My opinion is the Faerunian souls of the people who respected the Natural Law shouldn't be punished with the faithless wall, at least not for always. And we could bet most of mortals will choose a god, or at least a local god, a demigod or quasi-deity as the fan with his favorite sport or music star. How is that saying? "Atheists until the airplane starts to fall". In Faerun it's very difficult to reject all divine blessing against possible supernatural menaces. For them an atheist is like here somebody rejecting vaccines against infectious diseases (other different matter is if a new vaccine is enough safe).
 

Dire Bare

Legend
But you're a soul. Do souls even feel weight? I'm still confused.

As for slowly losing your identity, how would you even know it's happening?

But what I'm really asking (in case it's not clear) is what source material there is that says it's torture versus not torture, and why the source that says it's torture was described as non-canon.


Based on this thread, I thought that's what did happen to the ones who don't reject the gods entirely but also don't choose a specific patron? I dunno, I'm not a Forgotten Realms expert.

And it doesn't seem illogical to say that gods can choose people who just haven't explicitly chosen them, but they can't choose people who have explicitly rejected them. I mean, to the degree that fantasy religious stuff follows logic at all.

Phrase grounding records

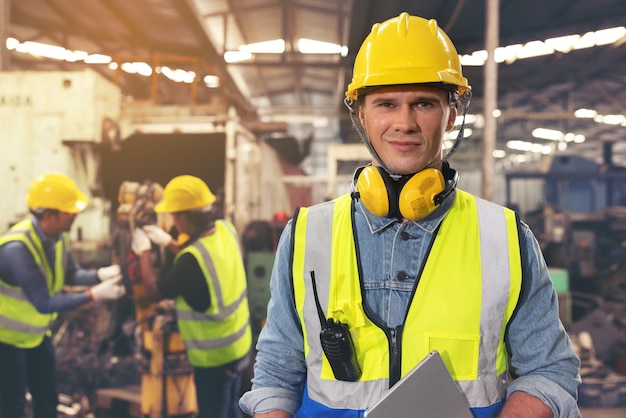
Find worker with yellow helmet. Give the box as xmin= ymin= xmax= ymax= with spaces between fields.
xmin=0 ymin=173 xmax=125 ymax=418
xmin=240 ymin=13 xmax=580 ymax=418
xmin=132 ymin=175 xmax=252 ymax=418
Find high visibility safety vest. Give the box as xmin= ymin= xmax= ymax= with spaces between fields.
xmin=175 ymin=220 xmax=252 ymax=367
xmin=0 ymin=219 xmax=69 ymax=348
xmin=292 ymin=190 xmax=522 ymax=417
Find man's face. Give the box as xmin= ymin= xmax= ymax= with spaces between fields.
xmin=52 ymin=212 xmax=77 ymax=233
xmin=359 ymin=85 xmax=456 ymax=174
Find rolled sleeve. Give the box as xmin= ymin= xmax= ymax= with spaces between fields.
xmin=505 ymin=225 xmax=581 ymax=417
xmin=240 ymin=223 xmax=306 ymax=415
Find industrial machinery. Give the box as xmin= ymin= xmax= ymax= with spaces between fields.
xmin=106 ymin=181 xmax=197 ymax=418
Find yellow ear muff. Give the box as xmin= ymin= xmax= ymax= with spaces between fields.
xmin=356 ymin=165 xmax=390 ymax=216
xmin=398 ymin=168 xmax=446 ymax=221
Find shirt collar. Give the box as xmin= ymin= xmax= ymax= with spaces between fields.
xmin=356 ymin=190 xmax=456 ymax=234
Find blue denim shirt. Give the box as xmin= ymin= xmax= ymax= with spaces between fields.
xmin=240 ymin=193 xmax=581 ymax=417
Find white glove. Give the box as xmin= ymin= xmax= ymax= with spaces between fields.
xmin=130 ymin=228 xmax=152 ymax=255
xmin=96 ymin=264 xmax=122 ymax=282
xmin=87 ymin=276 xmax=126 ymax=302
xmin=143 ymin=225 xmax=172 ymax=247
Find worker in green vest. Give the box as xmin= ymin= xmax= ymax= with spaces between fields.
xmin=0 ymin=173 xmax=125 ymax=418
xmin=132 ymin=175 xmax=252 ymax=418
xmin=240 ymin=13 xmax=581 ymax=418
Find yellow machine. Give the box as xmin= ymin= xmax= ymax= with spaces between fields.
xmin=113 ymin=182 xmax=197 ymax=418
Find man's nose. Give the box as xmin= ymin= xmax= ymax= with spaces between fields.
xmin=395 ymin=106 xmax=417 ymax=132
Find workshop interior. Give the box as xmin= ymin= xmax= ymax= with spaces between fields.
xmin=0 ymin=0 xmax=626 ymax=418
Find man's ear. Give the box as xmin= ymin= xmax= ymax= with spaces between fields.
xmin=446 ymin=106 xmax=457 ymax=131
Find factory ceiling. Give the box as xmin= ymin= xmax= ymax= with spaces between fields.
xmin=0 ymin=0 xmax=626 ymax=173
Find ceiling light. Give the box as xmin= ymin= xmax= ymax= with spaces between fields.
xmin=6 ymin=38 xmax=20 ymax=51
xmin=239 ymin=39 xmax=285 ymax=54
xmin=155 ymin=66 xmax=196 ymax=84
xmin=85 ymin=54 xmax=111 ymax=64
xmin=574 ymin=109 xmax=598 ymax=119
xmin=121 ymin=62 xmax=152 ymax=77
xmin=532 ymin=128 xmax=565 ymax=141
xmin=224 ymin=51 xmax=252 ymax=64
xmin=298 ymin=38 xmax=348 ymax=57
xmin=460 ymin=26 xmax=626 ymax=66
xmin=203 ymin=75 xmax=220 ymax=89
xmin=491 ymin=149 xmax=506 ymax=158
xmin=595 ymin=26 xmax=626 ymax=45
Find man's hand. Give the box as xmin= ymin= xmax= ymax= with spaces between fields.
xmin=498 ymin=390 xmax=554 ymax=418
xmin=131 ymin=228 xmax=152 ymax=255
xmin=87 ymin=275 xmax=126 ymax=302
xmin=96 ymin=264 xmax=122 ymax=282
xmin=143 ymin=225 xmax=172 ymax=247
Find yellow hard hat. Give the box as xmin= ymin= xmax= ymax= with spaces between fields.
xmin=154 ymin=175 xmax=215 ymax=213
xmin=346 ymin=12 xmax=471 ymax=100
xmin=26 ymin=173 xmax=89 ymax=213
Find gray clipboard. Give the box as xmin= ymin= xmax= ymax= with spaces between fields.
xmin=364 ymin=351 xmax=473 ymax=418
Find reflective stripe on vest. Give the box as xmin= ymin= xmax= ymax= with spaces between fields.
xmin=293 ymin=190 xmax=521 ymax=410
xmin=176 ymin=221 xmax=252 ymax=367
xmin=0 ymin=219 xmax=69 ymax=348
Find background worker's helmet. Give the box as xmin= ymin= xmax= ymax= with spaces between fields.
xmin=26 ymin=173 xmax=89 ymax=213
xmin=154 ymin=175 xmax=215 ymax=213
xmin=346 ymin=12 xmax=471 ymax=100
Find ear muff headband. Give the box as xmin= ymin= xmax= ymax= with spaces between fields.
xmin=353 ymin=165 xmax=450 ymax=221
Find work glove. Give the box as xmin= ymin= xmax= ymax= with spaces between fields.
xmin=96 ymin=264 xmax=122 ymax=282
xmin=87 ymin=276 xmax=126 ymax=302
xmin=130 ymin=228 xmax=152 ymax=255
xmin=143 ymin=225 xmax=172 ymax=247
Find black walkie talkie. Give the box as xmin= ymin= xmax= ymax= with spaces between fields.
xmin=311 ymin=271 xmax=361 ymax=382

■ **Work task 1**
In the discussion about the faithless wall, what does the first post say an atheist in Faerun is like?
■ **Work task 2**
Return the part of the faithless wall discussion between "Based on this" and "logic at all.", inclusive.

■ **Exercise answer 1**
Like somebody here rejecting vaccines against infectious diseases.

■ **Exercise answer 2**
Based on this thread, I thought that's what did happen to the ones who don't reject the gods entirely but also don't choose a specific patron? I dunno, I'm not a Forgotten Realms expert.

And it doesn't seem illogical to say that gods can choose people who just haven't explicitly chosen them, but they can't choose people who have explicitly rejected them. I mean, to the degree that fantasy religious stuff follows logic at all.